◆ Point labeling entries
##############################

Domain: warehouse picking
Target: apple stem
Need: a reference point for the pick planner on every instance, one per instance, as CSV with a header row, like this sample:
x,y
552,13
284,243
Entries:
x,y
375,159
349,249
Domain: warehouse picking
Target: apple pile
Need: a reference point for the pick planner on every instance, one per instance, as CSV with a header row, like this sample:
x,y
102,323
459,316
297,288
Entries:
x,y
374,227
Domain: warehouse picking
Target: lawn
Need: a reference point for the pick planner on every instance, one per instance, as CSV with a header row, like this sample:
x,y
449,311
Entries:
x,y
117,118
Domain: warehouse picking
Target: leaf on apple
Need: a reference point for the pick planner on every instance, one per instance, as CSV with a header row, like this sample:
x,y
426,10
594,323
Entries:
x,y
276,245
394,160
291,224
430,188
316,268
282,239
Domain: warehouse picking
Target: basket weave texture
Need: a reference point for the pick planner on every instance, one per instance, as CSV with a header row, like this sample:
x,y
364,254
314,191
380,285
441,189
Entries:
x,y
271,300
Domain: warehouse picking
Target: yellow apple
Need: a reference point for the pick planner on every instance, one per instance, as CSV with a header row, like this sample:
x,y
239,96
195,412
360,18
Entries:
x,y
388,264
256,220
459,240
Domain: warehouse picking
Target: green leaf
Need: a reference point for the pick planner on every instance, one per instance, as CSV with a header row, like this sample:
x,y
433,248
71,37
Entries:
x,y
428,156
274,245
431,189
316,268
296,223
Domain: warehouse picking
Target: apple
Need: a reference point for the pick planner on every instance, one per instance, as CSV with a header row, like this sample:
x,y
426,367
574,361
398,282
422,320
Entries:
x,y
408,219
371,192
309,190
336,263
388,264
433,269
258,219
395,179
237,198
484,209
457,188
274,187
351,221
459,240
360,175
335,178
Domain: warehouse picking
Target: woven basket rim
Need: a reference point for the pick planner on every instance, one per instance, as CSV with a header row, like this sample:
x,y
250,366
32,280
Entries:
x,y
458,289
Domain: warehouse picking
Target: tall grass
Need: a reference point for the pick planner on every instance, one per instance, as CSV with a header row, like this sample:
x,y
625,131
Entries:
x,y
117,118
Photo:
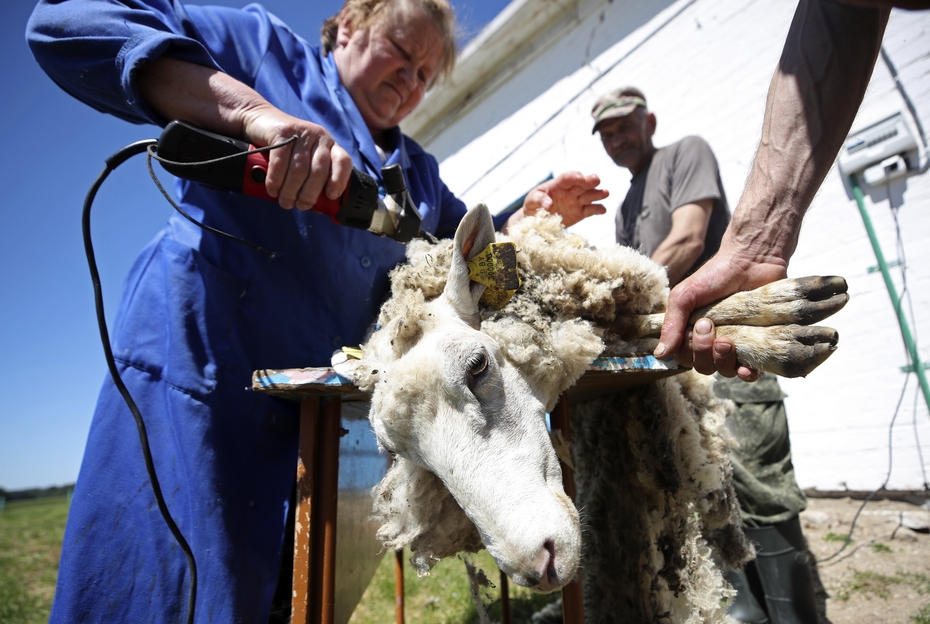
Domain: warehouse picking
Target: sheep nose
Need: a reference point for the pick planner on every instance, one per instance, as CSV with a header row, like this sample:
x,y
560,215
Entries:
x,y
545,568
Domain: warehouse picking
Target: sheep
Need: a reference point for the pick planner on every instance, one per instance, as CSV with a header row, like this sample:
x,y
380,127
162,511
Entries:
x,y
460,392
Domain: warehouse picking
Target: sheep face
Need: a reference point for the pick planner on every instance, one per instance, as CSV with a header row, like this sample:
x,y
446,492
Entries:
x,y
446,398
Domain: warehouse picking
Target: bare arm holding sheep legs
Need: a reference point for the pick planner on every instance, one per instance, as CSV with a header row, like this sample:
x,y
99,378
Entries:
x,y
812,101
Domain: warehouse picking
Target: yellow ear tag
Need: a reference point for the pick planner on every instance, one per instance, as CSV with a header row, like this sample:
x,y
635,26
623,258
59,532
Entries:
x,y
352,353
496,268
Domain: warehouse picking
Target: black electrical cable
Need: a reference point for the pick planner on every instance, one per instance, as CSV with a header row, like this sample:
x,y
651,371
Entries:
x,y
904,293
150,146
111,164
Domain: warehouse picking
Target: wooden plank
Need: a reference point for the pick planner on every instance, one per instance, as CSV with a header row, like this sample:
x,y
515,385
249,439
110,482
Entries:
x,y
604,375
399,586
324,529
303,542
572,594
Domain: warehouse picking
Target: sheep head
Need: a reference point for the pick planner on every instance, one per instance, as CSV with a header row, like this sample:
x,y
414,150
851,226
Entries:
x,y
447,399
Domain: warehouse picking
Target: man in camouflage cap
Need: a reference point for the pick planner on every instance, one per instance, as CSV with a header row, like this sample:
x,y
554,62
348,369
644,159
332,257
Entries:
x,y
676,212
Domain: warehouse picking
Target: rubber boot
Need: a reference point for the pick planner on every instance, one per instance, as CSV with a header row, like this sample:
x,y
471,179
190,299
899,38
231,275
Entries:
x,y
783,564
745,607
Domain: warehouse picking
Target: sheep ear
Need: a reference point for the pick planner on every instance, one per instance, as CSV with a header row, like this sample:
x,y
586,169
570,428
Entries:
x,y
475,232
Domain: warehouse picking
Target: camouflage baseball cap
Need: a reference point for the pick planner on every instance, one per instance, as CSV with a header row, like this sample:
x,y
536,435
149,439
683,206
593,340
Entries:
x,y
618,103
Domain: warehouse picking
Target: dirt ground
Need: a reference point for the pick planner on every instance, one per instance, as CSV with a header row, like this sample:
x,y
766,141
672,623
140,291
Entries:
x,y
883,575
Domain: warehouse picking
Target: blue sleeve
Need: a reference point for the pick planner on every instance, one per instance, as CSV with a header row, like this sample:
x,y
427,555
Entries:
x,y
92,48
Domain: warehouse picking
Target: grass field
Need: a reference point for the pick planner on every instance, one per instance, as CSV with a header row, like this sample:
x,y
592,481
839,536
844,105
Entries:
x,y
30,546
442,597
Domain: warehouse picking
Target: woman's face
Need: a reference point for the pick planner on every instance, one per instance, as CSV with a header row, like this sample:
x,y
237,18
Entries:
x,y
387,67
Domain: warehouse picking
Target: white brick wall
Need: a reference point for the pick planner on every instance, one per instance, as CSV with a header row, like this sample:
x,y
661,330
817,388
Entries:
x,y
705,66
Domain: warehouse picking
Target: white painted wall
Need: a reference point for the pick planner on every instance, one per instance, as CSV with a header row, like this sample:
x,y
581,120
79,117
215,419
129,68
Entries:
x,y
704,66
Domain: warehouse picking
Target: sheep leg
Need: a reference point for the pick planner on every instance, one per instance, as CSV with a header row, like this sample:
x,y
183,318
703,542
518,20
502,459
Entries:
x,y
800,301
803,301
785,350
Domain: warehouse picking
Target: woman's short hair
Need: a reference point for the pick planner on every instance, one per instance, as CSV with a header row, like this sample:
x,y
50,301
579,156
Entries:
x,y
366,13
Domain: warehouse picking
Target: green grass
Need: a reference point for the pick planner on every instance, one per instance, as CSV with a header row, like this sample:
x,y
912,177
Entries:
x,y
922,616
872,584
442,597
31,533
30,546
835,537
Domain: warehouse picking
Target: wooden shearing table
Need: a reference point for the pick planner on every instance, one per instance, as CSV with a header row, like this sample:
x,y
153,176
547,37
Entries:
x,y
338,464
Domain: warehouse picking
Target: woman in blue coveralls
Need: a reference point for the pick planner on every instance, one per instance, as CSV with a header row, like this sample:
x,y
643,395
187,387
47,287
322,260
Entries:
x,y
199,313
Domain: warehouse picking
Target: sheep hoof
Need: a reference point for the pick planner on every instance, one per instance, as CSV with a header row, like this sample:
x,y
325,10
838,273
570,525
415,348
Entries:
x,y
784,350
800,301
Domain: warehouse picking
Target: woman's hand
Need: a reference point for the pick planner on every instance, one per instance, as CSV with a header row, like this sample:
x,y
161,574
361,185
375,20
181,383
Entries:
x,y
298,173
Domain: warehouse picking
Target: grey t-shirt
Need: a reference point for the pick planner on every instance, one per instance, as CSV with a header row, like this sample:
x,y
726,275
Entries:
x,y
681,173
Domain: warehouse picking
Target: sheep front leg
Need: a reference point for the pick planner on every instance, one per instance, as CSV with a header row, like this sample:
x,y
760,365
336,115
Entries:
x,y
803,301
769,325
785,350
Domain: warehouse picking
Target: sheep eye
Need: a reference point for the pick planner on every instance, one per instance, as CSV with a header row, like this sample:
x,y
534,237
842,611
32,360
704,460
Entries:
x,y
477,365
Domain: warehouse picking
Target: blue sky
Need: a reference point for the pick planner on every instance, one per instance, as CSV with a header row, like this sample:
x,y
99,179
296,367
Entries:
x,y
50,355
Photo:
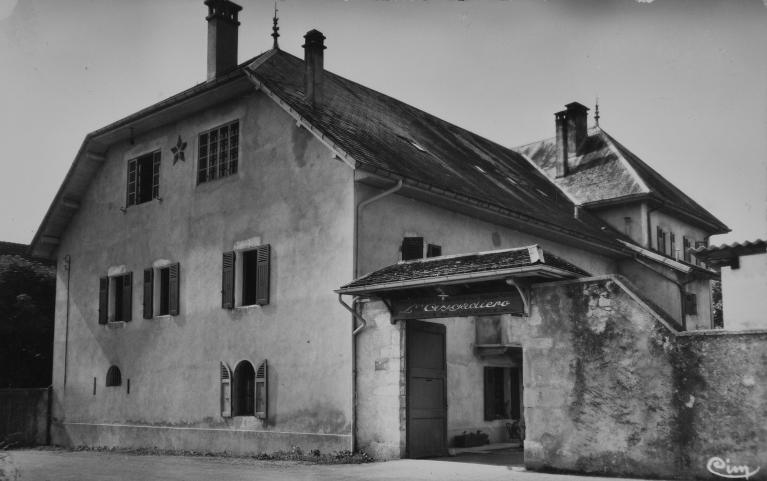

##############################

◆ Problem description
Report every line of the entries above that contains the word "woman", treating uppercase and lowercase as different.

◆ Reply to the exercise
Target: woman's face
Target: woman's short hair
Target: woman in blue coveralls
Target: woman's hand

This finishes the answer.